**PROVIDED RECORDS:**
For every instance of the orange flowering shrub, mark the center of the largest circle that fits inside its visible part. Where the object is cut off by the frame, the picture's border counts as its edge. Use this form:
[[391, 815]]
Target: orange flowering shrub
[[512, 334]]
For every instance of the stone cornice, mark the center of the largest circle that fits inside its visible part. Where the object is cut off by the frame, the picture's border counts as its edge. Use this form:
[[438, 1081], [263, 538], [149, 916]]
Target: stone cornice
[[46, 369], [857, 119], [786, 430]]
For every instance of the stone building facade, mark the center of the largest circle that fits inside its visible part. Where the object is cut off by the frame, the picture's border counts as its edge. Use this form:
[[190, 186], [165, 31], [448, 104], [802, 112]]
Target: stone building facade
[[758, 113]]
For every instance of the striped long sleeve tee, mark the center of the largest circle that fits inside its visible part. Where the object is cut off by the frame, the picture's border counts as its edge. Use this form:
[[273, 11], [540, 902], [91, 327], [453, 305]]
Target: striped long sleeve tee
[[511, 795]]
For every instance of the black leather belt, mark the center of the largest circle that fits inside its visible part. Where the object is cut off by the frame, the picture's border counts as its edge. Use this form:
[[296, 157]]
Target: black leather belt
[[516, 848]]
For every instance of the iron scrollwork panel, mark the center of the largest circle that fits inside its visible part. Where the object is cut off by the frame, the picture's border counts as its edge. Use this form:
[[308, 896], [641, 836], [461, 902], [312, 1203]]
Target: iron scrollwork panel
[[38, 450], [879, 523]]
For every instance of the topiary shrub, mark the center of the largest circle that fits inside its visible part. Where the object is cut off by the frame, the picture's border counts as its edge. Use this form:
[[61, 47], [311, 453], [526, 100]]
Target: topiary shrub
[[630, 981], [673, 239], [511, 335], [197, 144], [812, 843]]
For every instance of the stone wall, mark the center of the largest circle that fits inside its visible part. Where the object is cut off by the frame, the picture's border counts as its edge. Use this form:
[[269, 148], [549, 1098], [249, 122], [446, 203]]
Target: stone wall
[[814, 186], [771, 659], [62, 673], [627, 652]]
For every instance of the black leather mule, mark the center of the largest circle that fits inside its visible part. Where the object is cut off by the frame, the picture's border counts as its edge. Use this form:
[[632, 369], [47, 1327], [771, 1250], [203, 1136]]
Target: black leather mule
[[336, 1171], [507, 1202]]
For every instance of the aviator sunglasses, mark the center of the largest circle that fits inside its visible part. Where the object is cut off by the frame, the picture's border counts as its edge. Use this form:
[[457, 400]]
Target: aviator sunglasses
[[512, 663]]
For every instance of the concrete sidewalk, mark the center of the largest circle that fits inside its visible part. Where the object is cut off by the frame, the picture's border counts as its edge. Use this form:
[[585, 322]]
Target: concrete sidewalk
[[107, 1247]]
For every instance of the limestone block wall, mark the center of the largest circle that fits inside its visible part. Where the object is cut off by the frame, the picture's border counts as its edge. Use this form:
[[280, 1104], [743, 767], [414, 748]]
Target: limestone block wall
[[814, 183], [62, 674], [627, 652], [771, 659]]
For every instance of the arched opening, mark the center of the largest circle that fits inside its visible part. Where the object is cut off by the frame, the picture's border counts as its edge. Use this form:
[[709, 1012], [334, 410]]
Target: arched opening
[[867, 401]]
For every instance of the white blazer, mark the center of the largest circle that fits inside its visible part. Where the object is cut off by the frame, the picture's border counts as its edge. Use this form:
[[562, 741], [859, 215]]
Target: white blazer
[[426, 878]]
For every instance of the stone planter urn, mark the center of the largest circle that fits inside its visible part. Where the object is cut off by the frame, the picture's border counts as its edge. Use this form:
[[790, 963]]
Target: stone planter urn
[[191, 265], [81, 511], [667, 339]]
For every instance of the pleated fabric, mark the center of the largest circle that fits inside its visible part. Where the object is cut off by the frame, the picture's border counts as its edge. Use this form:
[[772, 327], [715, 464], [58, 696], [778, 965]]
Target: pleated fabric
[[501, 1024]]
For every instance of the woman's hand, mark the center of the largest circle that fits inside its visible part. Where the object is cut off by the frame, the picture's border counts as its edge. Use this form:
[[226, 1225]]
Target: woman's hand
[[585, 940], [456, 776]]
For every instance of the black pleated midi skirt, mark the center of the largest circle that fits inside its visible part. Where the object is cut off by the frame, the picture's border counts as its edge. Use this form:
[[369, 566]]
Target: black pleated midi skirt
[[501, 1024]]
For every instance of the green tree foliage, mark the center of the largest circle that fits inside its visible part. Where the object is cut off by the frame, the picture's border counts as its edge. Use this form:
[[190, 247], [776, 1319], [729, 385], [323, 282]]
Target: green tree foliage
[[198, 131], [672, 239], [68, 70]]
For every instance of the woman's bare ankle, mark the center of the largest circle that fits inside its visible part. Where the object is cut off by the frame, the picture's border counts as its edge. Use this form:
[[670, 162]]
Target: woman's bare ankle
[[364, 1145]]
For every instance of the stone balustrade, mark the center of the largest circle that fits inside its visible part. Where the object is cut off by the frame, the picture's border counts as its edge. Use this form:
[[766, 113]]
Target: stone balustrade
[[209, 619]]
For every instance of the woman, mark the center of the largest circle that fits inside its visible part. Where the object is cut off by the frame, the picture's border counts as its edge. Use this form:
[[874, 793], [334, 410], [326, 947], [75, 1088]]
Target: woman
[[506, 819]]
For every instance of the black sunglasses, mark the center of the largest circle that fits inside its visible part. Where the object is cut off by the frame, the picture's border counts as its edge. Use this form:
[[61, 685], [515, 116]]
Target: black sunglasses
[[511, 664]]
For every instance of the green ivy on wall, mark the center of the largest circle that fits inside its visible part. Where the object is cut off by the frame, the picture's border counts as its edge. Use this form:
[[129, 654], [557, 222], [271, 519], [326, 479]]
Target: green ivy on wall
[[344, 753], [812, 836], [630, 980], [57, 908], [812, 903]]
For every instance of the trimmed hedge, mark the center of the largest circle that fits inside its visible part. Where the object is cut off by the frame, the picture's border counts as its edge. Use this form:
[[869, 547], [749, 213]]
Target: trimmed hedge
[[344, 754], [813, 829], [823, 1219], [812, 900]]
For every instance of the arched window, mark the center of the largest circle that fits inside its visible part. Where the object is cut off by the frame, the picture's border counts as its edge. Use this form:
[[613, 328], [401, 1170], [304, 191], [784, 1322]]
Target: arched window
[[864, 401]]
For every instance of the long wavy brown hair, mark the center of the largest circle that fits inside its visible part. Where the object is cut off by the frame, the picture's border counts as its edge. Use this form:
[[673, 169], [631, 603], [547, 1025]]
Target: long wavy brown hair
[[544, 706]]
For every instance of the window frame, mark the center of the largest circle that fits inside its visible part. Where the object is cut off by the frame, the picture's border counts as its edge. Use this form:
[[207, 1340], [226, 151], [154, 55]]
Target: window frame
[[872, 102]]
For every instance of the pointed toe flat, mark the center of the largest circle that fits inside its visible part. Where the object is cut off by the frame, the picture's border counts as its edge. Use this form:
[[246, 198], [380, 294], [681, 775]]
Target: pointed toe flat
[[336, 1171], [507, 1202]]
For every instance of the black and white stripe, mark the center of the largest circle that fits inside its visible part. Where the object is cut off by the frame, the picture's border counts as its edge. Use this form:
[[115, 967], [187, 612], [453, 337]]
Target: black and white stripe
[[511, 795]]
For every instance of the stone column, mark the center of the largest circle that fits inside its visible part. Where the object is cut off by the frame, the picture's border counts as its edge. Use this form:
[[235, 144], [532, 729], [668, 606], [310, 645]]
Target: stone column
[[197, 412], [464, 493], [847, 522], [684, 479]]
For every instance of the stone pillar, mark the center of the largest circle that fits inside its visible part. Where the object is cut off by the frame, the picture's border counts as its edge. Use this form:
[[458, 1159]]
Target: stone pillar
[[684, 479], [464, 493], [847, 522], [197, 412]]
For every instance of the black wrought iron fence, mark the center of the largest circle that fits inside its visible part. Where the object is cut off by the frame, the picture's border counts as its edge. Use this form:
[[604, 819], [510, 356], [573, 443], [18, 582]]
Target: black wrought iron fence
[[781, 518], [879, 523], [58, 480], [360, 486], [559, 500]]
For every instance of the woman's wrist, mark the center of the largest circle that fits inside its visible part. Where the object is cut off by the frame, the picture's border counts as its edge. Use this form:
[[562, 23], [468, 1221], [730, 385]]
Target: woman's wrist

**DIRECTIONS:**
Rewrite the stretch from the start of the records through the line containing "[[758, 113]]", requests included. Scale every point coordinate in the answers by 1.25 and round each result to a whole number, with halves going up; the numbers in the requests and their format samples stay as they are.

**WRITTEN ANSWER:**
For every instance of the orange flowering shrub, mark the center of the largest circle that fits inside its visible part. Where the object is cut off by the frame, the picture's border counts as its edge. Use this form:
[[391, 815]]
Target: orange flowering shrub
[[640, 418]]
For every instance of the stone cornice, mark the center of the largest circle that fits inside its visible part. Where the object is cut off by the frame, the picture's border counts as its edge. Use this form:
[[438, 1081], [263, 538], [149, 916]]
Target: stone cornice
[[58, 461], [1071, 149], [983, 538]]
For every instance of the stone building facade, mark the center of the largest circle that fits inside its visible part. Where the object is cut off by the frame, the picture's border counts as its edge. Use this form:
[[190, 186], [165, 31], [448, 104], [802, 112]]
Target: stone building facade
[[948, 141]]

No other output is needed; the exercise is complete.